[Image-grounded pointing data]

▼

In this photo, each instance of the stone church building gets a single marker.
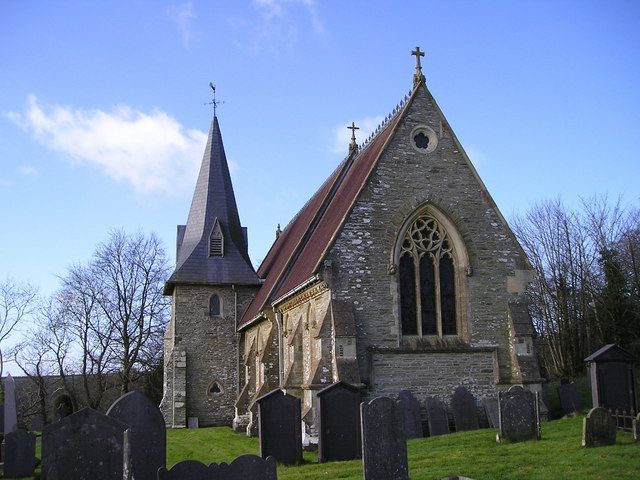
(399, 273)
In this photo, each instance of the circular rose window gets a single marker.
(424, 139)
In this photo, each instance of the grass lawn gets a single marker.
(473, 454)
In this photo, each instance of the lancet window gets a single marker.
(427, 272)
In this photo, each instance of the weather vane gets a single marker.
(214, 102)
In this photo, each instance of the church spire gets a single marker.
(212, 247)
(418, 77)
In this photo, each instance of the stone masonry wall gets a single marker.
(211, 347)
(406, 180)
(431, 374)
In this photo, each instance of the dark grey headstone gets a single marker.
(187, 470)
(411, 411)
(339, 423)
(20, 450)
(569, 400)
(10, 412)
(245, 467)
(519, 420)
(491, 409)
(147, 433)
(437, 417)
(86, 444)
(280, 427)
(598, 428)
(465, 410)
(249, 467)
(193, 422)
(384, 449)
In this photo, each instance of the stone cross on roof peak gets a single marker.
(418, 77)
(353, 145)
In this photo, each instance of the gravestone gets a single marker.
(280, 428)
(86, 444)
(410, 408)
(193, 422)
(147, 433)
(491, 409)
(612, 378)
(569, 400)
(465, 410)
(598, 428)
(519, 418)
(339, 423)
(20, 450)
(437, 417)
(10, 412)
(245, 467)
(384, 449)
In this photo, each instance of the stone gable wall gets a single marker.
(211, 348)
(403, 181)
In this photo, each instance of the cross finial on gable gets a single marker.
(214, 102)
(353, 145)
(418, 77)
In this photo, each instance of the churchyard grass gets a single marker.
(474, 454)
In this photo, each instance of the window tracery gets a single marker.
(427, 270)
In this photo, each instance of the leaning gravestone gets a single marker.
(465, 410)
(491, 409)
(20, 450)
(86, 444)
(280, 428)
(339, 423)
(147, 433)
(569, 400)
(598, 428)
(437, 417)
(245, 467)
(10, 412)
(384, 449)
(519, 420)
(410, 408)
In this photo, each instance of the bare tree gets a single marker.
(129, 272)
(586, 266)
(17, 302)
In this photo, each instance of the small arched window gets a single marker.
(427, 271)
(215, 388)
(215, 306)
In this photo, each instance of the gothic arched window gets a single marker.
(215, 306)
(427, 269)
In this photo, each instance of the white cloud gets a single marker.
(277, 24)
(28, 170)
(342, 135)
(150, 151)
(182, 14)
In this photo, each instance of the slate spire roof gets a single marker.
(213, 207)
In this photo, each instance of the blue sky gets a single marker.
(103, 122)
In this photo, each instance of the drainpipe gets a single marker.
(235, 329)
(279, 327)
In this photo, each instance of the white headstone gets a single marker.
(10, 413)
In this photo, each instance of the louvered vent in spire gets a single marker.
(216, 241)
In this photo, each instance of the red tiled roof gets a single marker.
(296, 254)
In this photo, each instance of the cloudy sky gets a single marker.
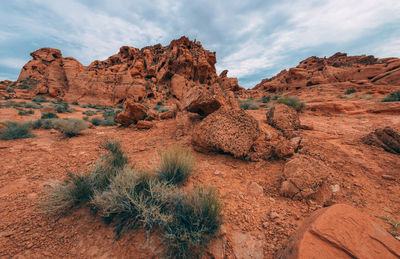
(253, 39)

▲

▶ [What is needed]
All entries above must be printed again verbatim, with images excluded.

▶ [Task answer]
In this photo, each instance of the stone church building gets a single marker.
(399, 273)
In this photo, each instance of the circular rose window gets a single marker.
(424, 139)
In this photo, each instance of the grass lawn gets a single marker.
(473, 454)
In this photo, each instance of the lancet window gets a single marker.
(427, 272)
In this photo, each instance of the weather vane gets a single marker.
(214, 102)
In this photo, each instance of the church spire gets a single marker.
(212, 247)
(418, 77)
In this photo, each instance of the stone masonry wall gets a single marker.
(211, 347)
(406, 180)
(431, 374)
In this photo, each instance of the dark grey headstone gets a single marker.
(187, 470)
(411, 411)
(339, 423)
(20, 450)
(569, 400)
(10, 412)
(245, 467)
(519, 420)
(491, 409)
(147, 433)
(437, 417)
(86, 444)
(280, 427)
(598, 428)
(465, 410)
(249, 467)
(193, 422)
(384, 449)
In this photo, each instance of the stone cross on roof peak gets a single marker.
(418, 77)
(353, 145)
In this photo, each instance of the gravestone gets a single marker.
(280, 428)
(86, 444)
(410, 408)
(193, 422)
(147, 433)
(491, 409)
(612, 378)
(569, 400)
(465, 410)
(598, 428)
(519, 418)
(339, 423)
(20, 450)
(437, 417)
(10, 412)
(245, 467)
(384, 449)
In this photo, each instance of the stone gable wall gets a single marker.
(211, 348)
(403, 181)
In this photo, each instance of the cross finial on gable gets a single marker.
(214, 102)
(353, 145)
(418, 77)
In this photo, each instance of the churchyard grass gets a single marker.
(474, 454)
In this photo, each instance of the window tracery gets a single marker.
(427, 270)
In this photo, each instance of the leaning gravestone gets a single marker.
(465, 410)
(491, 409)
(20, 450)
(86, 444)
(280, 428)
(339, 423)
(147, 433)
(569, 400)
(598, 428)
(437, 417)
(245, 467)
(10, 412)
(384, 449)
(519, 420)
(410, 408)
In this photo, each instance of the bare tree gets a single marker.
(129, 272)
(586, 266)
(17, 302)
In this photo, each instance of the small arched window gets a single marker.
(427, 271)
(215, 388)
(215, 306)
In this photo, each instance of the gothic arched window gets a single marker.
(215, 306)
(427, 269)
In this photo, each instance of the white cloud gets a single marker.
(277, 24)
(28, 170)
(342, 135)
(150, 151)
(182, 14)
In this photo, each instance of the slate spire roof gets a single marker.
(213, 207)
In this photo, each instance of the blue sky gets a single marker.
(103, 122)
In this photo, each instance of the drainpipe gets a single marker.
(235, 329)
(279, 327)
In this photo, each instance of the white headstone gets a single marker.
(10, 413)
In this photo, each instance of the louvered vent in spire gets a single marker.
(216, 241)
In this photo, each instance of the red tiled roof gets a single marker.
(296, 254)
In this photo, each instance of the cloudy sky gets a single marker.
(253, 39)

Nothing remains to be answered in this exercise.